* **ENTRIES**
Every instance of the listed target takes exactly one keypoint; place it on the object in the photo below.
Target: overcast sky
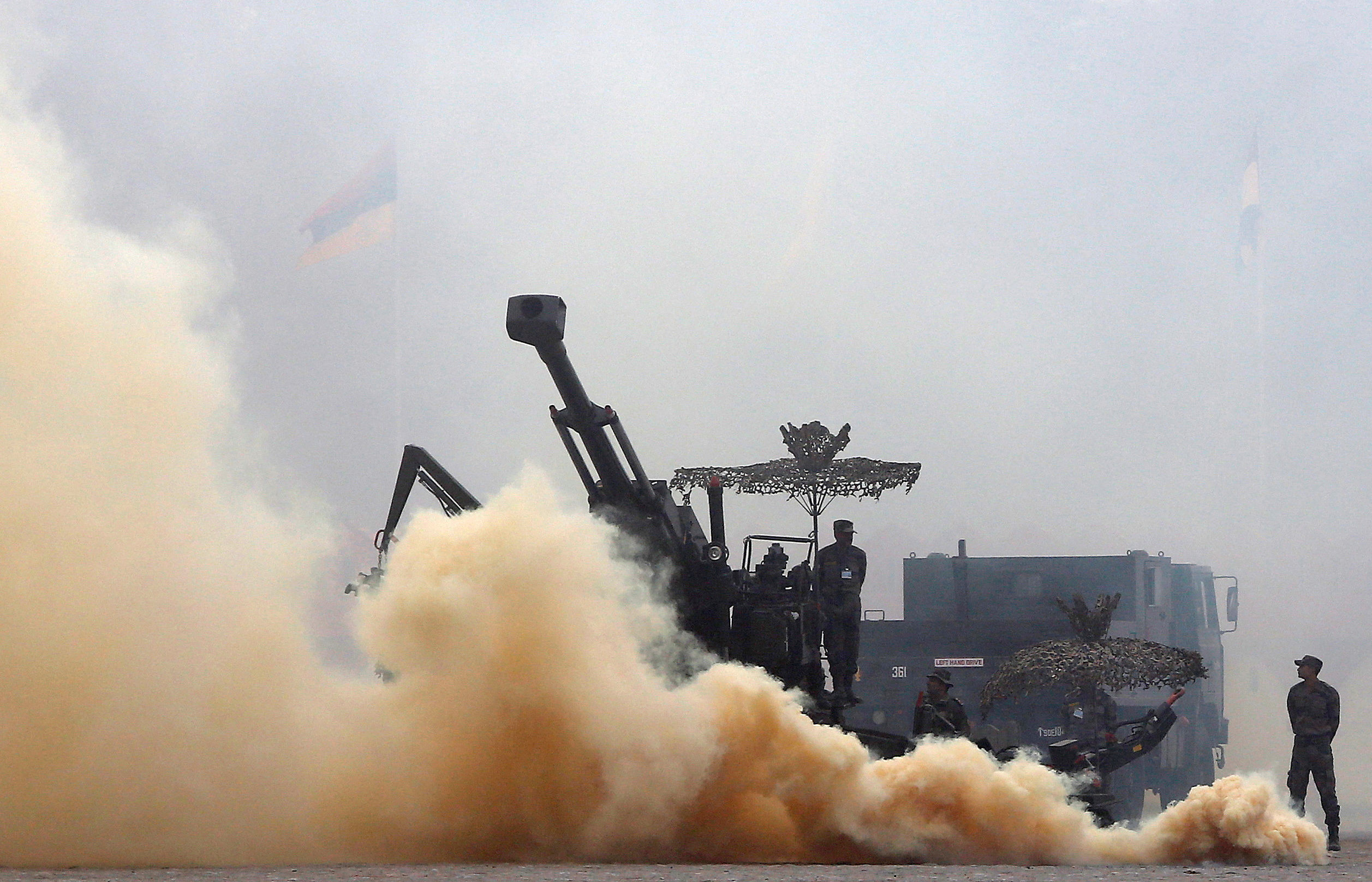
(997, 238)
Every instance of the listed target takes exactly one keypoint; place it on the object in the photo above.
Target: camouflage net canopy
(1093, 659)
(812, 475)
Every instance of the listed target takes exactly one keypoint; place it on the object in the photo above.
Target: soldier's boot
(844, 690)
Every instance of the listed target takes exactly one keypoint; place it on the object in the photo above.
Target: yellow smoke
(159, 703)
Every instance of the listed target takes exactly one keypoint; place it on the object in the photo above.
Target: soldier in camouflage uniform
(1314, 707)
(938, 712)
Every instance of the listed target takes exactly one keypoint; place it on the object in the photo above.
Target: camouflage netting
(1114, 663)
(812, 475)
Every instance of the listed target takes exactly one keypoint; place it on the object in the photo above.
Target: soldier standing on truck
(840, 570)
(938, 712)
(1314, 707)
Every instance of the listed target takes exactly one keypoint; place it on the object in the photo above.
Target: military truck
(972, 613)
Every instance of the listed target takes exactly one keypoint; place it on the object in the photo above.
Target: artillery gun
(756, 616)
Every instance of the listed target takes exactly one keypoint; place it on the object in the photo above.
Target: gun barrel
(540, 321)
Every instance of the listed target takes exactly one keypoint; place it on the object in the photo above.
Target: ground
(1355, 863)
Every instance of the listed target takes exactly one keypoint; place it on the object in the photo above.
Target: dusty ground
(1355, 863)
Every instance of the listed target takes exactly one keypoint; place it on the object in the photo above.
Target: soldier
(1314, 707)
(840, 570)
(938, 712)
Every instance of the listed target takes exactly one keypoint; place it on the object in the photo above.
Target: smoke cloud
(161, 703)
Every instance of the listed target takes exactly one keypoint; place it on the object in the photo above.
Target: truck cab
(968, 615)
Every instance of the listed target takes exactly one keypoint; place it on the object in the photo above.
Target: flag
(1250, 223)
(360, 214)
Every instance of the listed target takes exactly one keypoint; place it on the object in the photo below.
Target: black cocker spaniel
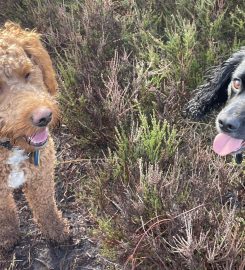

* **WORK TO COMPLETE**
Count the lines in the records that contain the string "soldier" and reply with the number alone.

* **PROBLEM SOLUTION**
4